(Point localization data)
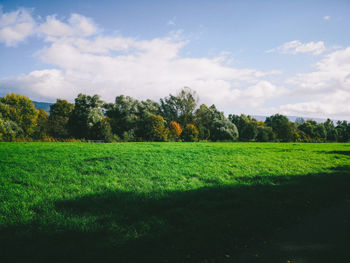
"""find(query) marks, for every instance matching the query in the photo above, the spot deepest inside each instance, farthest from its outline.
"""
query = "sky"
(253, 57)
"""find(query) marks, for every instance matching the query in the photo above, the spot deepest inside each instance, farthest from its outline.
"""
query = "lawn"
(159, 202)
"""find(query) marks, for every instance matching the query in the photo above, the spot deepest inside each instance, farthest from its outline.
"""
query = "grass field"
(159, 202)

[What the task asks]: The answer consists of the records repeated exactly, without any images.

[Task output]:
"""find(query) marks, for every instance matching the query in the photo above, the spot deepest inside each instance, farthest from its outline.
"""
query = "sky"
(253, 57)
"""find(query) marks, for every instance matching the query in the photo above, the spot deepest inside each instance, farthest from its outline.
"""
query = "lawn"
(159, 202)
"""find(query) marks, for every instance matching the query in the photo above, the spot deepest inside each instance, farthest from its outline.
"""
query = "grass field"
(159, 202)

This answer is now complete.